TEXT PROVIDED »
Kautilya has used the word ‘vapa’ which means ‘sowing’, but it is difficult to see how vrihi and sali could be sown together. Is it possible that Kautilya’s knowledge of rice cultivation was not quite up to date? He does not seem to have been very sure of himself, wherefore the alternative that seeds should be sown according to season (2.24.15). Sali rice is not mentioned in the Vedas. Roth’s conjecture that sari in sari-saka in the Atharvaveda (3.14.5) is equivalent to sali is not at all convincing.

Sali is, however, mentioned in both the epics, and these are probably the earliest references to the winter crop. In the Ram (3.15. 16-17), while describing the hemanta season, Laksmana speaks of early winter with forests full of yava (barley) and godhuma. He then describes the golden sali and compares the ripe ears of corn with khurjura (date) flowers. In the Mbh it is stated that Krsna set out for Hastinapura in the month of Kaumudi (Karttika). On his way he saw beautiful rice-fields (sali-bhavanam) full of all sons of grains (5.82.15).

State and Agriculture during the Epic Age:

The epics do not say as to what steps, if any, the government undertook to alleviate suffering during famines. The nature of the apad-dharma rules raises the presumption that during a period of scarcity, a man had to fend for himself as best as he could, and by any available means. It was, however, contemplated that the state should foster agriculture by providing the peasant with loans at easy rates of interest.

In the Mbh (2.5.66-68) the sage Narada first says, that he hopes that the peasants are satisfied. He then asks about the existence of irrigation facilities such as water tanks and warns against depending on rain for cultivation, as has been stated above. He then adds- (‘I hope that the cultivators are not dejected by the want of food or seed; (and I hope that) you are advancing ‘assistance-loans at the interest of one pratika per hundred.’)

[Collection entries]
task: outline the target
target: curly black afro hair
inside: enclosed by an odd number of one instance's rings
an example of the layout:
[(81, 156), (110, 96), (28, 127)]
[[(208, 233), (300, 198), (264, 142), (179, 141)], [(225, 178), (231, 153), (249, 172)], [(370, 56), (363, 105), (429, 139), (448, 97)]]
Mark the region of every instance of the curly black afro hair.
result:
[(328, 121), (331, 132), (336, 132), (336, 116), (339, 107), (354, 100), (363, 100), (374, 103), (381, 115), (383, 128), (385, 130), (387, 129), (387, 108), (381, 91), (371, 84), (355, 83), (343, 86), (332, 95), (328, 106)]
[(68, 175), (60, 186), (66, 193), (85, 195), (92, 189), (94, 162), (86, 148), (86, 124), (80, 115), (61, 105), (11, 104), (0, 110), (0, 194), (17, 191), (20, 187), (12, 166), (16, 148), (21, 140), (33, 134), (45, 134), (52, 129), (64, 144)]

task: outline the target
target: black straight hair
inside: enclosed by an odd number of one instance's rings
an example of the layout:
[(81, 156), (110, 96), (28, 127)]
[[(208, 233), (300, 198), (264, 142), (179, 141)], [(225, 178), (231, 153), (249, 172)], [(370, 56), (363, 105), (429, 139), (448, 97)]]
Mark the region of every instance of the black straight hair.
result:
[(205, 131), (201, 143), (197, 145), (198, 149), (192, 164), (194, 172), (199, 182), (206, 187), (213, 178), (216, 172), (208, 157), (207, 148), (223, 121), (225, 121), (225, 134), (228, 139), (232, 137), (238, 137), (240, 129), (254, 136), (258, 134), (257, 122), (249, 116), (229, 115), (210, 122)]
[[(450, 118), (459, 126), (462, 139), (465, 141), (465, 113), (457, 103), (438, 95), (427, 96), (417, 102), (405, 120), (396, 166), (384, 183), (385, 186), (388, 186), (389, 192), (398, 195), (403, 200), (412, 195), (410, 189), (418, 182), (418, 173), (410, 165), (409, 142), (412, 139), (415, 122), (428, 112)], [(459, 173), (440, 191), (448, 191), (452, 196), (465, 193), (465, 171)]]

WORK TASK » Reproduce the entire passage on rice cultivation and agriculture in the epics, word for word. These rows come from a different source than the passage.

ANSWER AREA »
Kautilya has used the word ‘vapa’ which means ‘sowing’, but it is difficult to see how vrihi and sali could be sown together. Is it possible that Kautilya’s knowledge of rice cultivation was not quite up to date? He does not seem to have been very sure of himself, wherefore the alternative that seeds should be sown according to season (2.24.15). Sali rice is not mentioned in the Vedas. Roth’s conjecture that sari in sari-saka in the Atharvaveda (3.14.5) is equivalent to sali is not at all convincing.

Sali is, however, mentioned in both the epics, and these are probably the earliest references to the winter crop. In the Ram (3.15. 16-17), while describing the hemanta season, Laksmana speaks of early winter with forests full of yava (barley) and godhuma. He then describes the golden sali and compares the ripe ears of corn with khurjura (date) flowers. In the Mbh it is stated that Krsna set out for Hastinapura in the month of Kaumudi (Karttika). On his way he saw beautiful rice-fields (sali-bhavanam) full of all sons of grains (5.82.15).

State and Agriculture during the Epic Age:

The epics do not say as to what steps, if any, the government undertook to alleviate suffering during famines. The nature of the apad-dharma rules raises the presumption that during a period of scarcity, a man had to fend for himself as best as he could, and by any available means. It was, however, contemplated that the state should foster agriculture by providing the peasant with loans at easy rates of interest.

In the Mbh (2.5.66-68) the sage Narada first says, that he hopes that the peasants are satisfied. He then asks about the existence of irrigation facilities such as water tanks and warns against depending on rain for cultivation, as has been stated above. He then adds- (‘I hope that the cultivators are not dejected by the want of food or seed; (and I hope that) you are advancing ‘assistance-loans at the interest of one pratika per hundred.’)